Records of labeled points:
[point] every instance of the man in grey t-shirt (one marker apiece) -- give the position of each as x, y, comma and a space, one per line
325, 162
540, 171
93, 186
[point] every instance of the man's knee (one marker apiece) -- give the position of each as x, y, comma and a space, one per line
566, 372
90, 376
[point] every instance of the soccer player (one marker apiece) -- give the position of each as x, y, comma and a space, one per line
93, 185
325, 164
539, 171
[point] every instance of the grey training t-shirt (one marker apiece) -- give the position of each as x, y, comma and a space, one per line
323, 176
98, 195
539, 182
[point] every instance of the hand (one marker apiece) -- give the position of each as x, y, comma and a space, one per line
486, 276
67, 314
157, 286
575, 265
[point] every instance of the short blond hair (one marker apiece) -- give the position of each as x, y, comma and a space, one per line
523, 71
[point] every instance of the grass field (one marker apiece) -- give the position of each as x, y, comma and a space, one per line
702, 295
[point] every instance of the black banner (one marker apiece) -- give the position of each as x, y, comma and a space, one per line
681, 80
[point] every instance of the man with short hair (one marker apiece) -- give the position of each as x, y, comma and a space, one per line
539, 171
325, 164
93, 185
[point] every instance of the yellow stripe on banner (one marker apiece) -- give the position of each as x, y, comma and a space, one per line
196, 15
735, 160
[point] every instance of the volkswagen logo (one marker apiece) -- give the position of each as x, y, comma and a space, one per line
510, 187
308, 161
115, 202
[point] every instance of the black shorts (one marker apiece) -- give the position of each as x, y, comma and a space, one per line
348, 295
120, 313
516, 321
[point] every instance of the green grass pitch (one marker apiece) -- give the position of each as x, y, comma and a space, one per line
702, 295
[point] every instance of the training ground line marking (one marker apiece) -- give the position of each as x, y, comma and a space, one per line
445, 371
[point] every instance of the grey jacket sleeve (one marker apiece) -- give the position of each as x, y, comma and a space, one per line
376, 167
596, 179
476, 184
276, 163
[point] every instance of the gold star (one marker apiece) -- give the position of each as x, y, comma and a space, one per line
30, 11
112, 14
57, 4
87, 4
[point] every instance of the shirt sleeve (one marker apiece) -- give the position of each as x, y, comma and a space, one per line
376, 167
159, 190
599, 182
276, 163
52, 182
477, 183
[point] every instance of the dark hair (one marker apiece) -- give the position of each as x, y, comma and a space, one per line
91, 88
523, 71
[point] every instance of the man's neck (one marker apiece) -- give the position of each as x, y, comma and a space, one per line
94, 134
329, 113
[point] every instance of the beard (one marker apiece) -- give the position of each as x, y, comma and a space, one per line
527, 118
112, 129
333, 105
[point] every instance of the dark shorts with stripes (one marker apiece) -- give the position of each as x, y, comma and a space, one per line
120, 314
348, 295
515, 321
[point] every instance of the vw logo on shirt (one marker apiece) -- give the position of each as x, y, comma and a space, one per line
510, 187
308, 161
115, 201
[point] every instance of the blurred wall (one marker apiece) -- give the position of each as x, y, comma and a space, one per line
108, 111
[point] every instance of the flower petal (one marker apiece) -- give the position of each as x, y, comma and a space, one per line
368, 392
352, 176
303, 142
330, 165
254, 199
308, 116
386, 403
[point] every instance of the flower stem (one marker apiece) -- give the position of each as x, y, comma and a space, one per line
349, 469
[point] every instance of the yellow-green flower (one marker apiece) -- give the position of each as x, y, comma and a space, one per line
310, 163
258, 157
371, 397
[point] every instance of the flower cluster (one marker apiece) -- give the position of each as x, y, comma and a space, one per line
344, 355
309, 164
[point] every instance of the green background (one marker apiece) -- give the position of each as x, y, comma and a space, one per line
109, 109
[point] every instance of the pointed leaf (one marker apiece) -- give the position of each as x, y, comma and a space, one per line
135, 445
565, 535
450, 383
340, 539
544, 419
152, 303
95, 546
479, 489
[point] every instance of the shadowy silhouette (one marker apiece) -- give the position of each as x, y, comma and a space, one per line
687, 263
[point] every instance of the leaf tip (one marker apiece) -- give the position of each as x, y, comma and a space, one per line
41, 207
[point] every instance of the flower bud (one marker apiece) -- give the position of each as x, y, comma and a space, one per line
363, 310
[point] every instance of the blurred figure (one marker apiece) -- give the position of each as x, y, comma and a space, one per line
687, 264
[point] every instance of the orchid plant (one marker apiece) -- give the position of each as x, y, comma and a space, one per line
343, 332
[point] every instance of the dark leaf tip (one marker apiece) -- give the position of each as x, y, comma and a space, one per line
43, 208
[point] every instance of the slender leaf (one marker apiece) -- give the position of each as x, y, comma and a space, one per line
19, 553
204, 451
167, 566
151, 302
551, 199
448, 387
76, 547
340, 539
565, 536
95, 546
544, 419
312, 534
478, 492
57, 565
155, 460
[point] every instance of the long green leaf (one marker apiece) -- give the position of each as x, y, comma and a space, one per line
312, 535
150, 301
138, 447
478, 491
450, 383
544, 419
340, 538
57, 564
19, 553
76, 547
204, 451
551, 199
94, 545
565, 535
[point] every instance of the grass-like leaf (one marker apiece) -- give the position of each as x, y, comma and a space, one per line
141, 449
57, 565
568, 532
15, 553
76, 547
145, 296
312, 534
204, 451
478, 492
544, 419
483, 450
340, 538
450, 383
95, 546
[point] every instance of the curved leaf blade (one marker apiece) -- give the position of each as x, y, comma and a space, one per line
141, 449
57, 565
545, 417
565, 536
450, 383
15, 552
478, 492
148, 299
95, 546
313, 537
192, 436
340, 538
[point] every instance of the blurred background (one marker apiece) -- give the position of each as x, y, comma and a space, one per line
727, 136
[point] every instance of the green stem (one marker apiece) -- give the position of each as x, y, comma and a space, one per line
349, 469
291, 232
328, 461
* * *
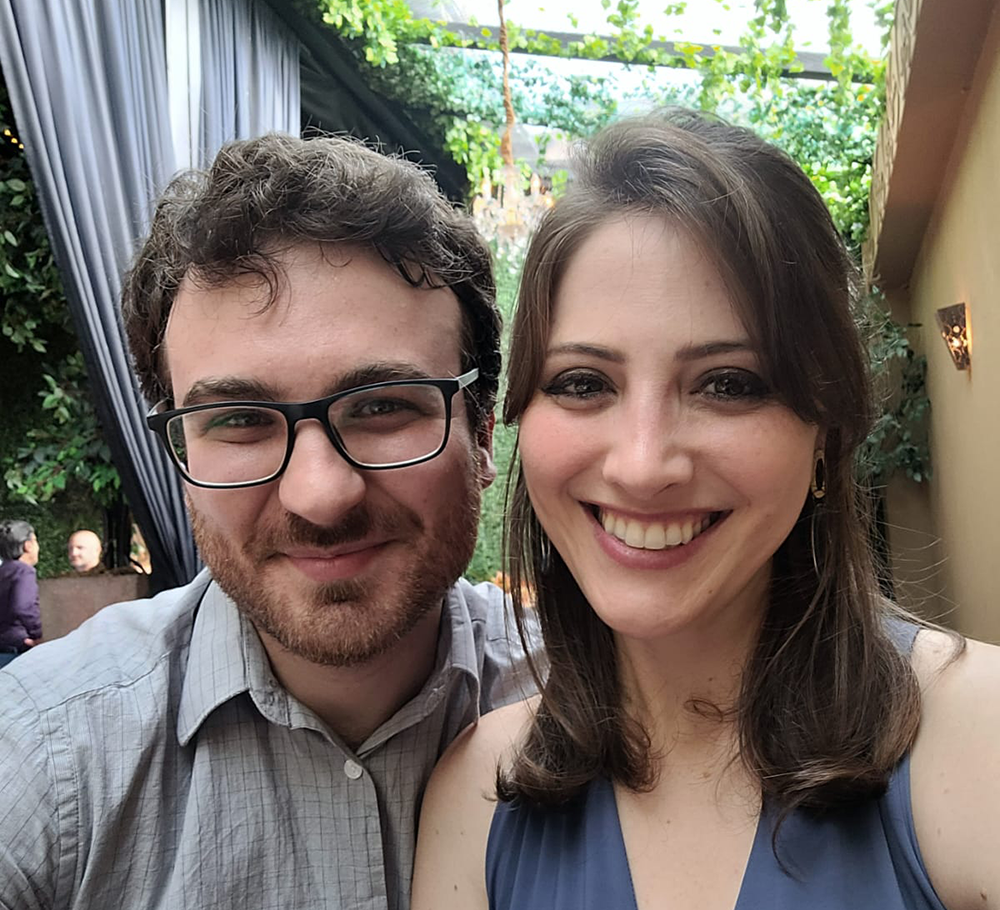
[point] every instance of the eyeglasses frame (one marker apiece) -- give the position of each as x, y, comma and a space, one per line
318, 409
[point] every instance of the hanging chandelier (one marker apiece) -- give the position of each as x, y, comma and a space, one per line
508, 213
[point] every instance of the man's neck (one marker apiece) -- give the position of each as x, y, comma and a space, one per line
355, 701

Goal:
Extract every line of the records that contains the word "grey" and list those lines in the order they appear.

Expected answer:
[point] every instance of the man in grey t-shirt (one marker apiece) -- give the position of each as x, y, comma and a space, one per line
[point] every instance of the grey training t-shirt (one marker apiece) -- give the position of each as x, y, comma and a space, one per line
[point] every instance of the grey jacket sleeve (one marker apiece) -- give the position of each as x, y, comma and a space, one per line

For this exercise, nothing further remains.